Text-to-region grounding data
★ ★ ★
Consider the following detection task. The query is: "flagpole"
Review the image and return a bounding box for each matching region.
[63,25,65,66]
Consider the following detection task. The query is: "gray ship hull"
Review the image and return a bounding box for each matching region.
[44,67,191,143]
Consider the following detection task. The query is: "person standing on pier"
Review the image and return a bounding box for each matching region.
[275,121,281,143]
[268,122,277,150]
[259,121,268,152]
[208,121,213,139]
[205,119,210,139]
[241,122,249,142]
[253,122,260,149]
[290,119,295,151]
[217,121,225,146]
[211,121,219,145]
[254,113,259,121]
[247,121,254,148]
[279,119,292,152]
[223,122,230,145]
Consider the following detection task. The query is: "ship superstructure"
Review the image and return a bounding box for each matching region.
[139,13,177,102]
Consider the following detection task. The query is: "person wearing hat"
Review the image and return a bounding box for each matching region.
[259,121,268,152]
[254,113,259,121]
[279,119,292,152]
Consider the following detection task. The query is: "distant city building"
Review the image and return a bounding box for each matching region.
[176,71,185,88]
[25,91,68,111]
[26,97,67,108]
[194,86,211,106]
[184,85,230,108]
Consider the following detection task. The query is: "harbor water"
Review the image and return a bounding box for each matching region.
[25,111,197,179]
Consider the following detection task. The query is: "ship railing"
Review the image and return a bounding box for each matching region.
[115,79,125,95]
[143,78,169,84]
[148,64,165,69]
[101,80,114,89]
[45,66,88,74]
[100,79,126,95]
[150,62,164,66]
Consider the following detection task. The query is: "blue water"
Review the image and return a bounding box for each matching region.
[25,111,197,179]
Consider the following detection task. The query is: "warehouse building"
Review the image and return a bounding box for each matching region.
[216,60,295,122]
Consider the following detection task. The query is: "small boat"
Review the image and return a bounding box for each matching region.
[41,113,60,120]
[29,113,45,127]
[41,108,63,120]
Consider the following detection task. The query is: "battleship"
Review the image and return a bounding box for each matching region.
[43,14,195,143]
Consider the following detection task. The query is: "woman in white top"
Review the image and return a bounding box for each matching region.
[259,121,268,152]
★ ★ ★
* **WORK REQUIRED**: Every line above is to be transcribed exactly, with nothing missed.

* **RESULT OF THIS TASK**:
Consider the following detection task. The query is: "flagpole"
Review the image and return a bounding box for each matching region.
[63,25,65,66]
Consider the following detection task. The query is: "gray ship hull"
Review the image and return a bounding box for each matching region.
[44,67,191,143]
Consider the following detection task. The query is: "person standing on pier"
Review the image and return a bounding box for each matching region.
[275,121,281,143]
[268,122,277,150]
[259,121,268,152]
[208,121,213,139]
[205,119,210,139]
[241,122,249,142]
[253,122,260,149]
[290,119,295,151]
[217,121,225,146]
[211,121,219,145]
[254,113,259,121]
[247,121,254,148]
[279,119,292,152]
[223,122,230,145]
Consider the following detection task. The query is: "ship superstructure"
Review the image and return a bounding box for each matching region.
[139,13,177,102]
Consider the following detection task. The query is: "person wearing hat"
Review the image and return a bounding box for each matching region.
[259,121,268,152]
[254,113,259,121]
[279,119,292,152]
Consider the following detection task. The query is: "distant city building"
Review the image and return a bounding box for each matching region.
[176,71,185,88]
[25,91,68,111]
[26,97,67,108]
[194,86,211,106]
[184,85,230,108]
Consider the following detection task. The query is: "harbor water"
Review the image and return a bounding box for each matching region.
[25,111,197,179]
Consider the following detection task. The query is: "ship railing"
Review the image and return a bounding box for each matching region.
[115,79,125,95]
[143,78,169,84]
[148,64,165,69]
[101,80,114,89]
[45,66,88,74]
[100,79,126,95]
[150,62,164,66]
Consider the following detection task. The query is: "blue water"
Review the image and return a bounding box for each matching region.
[25,111,197,179]
Consider the following detection task. The query is: "warehouse building"
Review the image and return a bounding box for each matching region.
[216,60,295,122]
Consider the following detection task. The query is: "small boat"
Review the image and return a bounding box for each matching region.
[41,113,60,120]
[29,113,45,127]
[41,108,63,120]
Consider the following detection task. The query is: "battleship"
Review the image and return a bounding box for each matching region.
[43,14,195,143]
Consider the following detection task. The query is: "woman in white top"
Review the image and return a bounding box for each matching region.
[259,121,268,152]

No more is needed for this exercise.